> **What you will do**
Copy the records below verbatim, from their very start down through the line containing "positive clicks: (84, 21)", both ends included.

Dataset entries

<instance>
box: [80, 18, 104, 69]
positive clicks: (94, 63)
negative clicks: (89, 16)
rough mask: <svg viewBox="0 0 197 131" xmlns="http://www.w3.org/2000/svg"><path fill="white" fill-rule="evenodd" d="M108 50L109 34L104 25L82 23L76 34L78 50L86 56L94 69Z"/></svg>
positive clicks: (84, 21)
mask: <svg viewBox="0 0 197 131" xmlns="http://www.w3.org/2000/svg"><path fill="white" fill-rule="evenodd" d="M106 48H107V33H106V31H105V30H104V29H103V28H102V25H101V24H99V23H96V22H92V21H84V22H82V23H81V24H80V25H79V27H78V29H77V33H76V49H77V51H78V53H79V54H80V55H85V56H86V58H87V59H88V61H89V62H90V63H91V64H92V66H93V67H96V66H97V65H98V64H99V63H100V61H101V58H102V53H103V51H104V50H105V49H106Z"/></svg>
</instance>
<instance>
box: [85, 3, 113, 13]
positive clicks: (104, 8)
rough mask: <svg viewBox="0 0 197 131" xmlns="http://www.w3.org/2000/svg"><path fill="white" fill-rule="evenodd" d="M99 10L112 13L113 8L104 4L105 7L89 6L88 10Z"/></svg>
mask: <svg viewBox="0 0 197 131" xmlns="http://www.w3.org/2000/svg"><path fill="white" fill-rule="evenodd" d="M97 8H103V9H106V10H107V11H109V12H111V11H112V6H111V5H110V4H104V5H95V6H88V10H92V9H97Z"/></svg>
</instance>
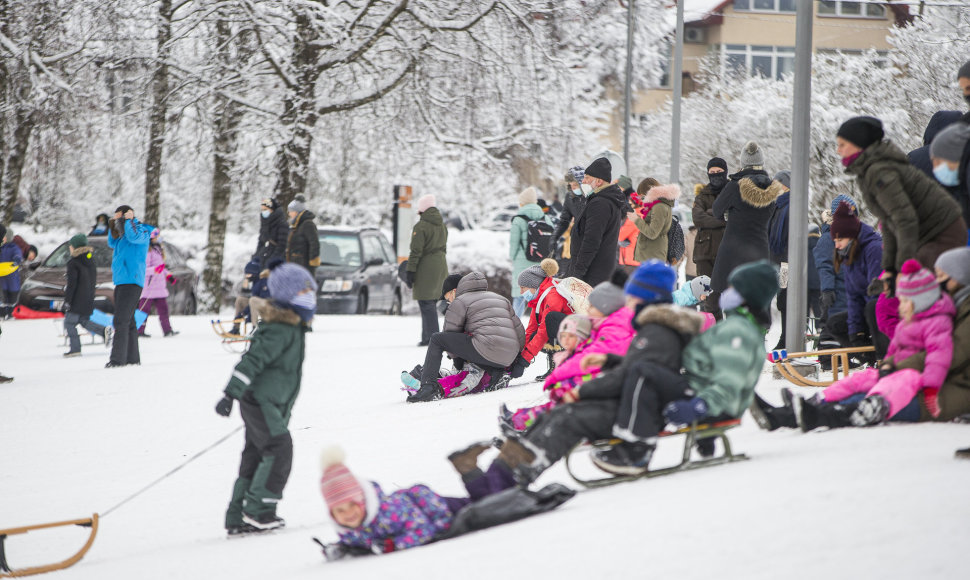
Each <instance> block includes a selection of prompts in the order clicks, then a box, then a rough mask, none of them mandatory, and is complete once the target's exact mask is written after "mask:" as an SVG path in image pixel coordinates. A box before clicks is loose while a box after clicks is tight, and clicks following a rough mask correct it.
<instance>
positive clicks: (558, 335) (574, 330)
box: [556, 314, 593, 342]
mask: <svg viewBox="0 0 970 580" xmlns="http://www.w3.org/2000/svg"><path fill="white" fill-rule="evenodd" d="M564 332H569V333H572V334H575V335H576V336H577V337H579V339H580V340H586V339H587V338H589V335H590V334H592V332H593V323H592V321H591V320H590V319H589V318H587V317H585V316H583V315H581V314H570V315H569V316H567V317H566V318H563V319H562V322H560V323H559V333H558V334H557V335H556V338H559V337H560V336H562V334H563V333H564ZM559 342H562V340H560V341H559Z"/></svg>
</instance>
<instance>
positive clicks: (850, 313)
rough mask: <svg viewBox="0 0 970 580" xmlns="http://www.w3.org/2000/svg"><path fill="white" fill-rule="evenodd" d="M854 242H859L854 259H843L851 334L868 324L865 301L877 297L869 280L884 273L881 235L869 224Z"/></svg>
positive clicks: (850, 330) (857, 330)
mask: <svg viewBox="0 0 970 580" xmlns="http://www.w3.org/2000/svg"><path fill="white" fill-rule="evenodd" d="M853 243H854V244H859V248H858V249H857V250H856V255H855V261H854V262H853V263H851V264H849V263H847V262H843V263H842V272H844V273H845V299H846V303H847V304H848V308H849V334H855V333H857V332H864V331H865V330H866V328H868V327H867V326H866V315H865V312H866V303H867V302H869V301H870V300H875V299H876V297H875V296H869V294H868V290H869V283H870V282H872V281H873V280H875V279H876V278H878V277H879V275H880V274H882V236H880V235H879V234H878V233H877V232H876V230H874V229H872V227H871V226H869V225H867V224H862V230H861V231H860V232H859V237H858V238H856V240H855V242H853Z"/></svg>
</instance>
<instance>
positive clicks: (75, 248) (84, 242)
mask: <svg viewBox="0 0 970 580" xmlns="http://www.w3.org/2000/svg"><path fill="white" fill-rule="evenodd" d="M0 227H2V226H0ZM0 237H2V236H0ZM67 243H68V244H70V246H71V247H72V248H75V249H77V248H83V247H84V246H86V245H88V237H87V236H86V235H84V234H74V235H73V236H71V239H70V241H68V242H67Z"/></svg>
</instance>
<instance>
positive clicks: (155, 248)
mask: <svg viewBox="0 0 970 580" xmlns="http://www.w3.org/2000/svg"><path fill="white" fill-rule="evenodd" d="M159 266H161V268H159ZM158 270H161V271H158ZM169 273H170V272H169V271H168V268H167V267H166V266H165V258H163V257H162V250H161V249H160V248H159V247H158V246H155V245H152V246H151V247H150V248H149V249H148V257H147V258H146V259H145V287H144V288H142V291H141V297H142V298H168V285H167V283H166V281H165V278H167V277H168V275H169Z"/></svg>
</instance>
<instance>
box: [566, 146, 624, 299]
mask: <svg viewBox="0 0 970 580" xmlns="http://www.w3.org/2000/svg"><path fill="white" fill-rule="evenodd" d="M612 171H613V170H612V167H611V165H610V162H609V160H608V159H606V158H604V157H600V158H597V159H594V160H593V162H592V163H590V164H589V167H587V168H586V174H585V176H584V177H583V183H585V184H587V185H589V186H591V187H592V188H593V193H591V194H590V196H589V199H588V200H587V201H586V208H585V209H584V210H583V213H582V215H580V216H579V219H578V220H576V225H575V226H573V233H572V244H571V246H570V252H571V254H572V261H571V262H570V264H569V275H570V276H574V277H576V278H579V279H580V280H582V281H583V282H586V283H587V284H589V285H590V286H596V285H597V284H599V283H600V282H606V281H607V280H609V279H610V277H611V276H613V270H615V269H616V264H617V252H618V251H619V248H620V226H622V225H623V220H624V219H625V218H626V212H627V211H628V210H629V208H630V206H629V204H628V203H627V197H626V196H625V195H624V194H623V191H622V190H621V189H620V187H619V186H618V185H616V184H615V183H614V184H611V183H610V181H612Z"/></svg>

> **Answer to this task**
<instance>
box: [80, 18, 104, 69]
positive clicks: (94, 63)
negative clicks: (89, 16)
rough mask: <svg viewBox="0 0 197 131" xmlns="http://www.w3.org/2000/svg"><path fill="white" fill-rule="evenodd" d="M108 50L109 34L104 25L82 23L76 34L78 50L86 56L94 69Z"/></svg>
positive clicks: (84, 21)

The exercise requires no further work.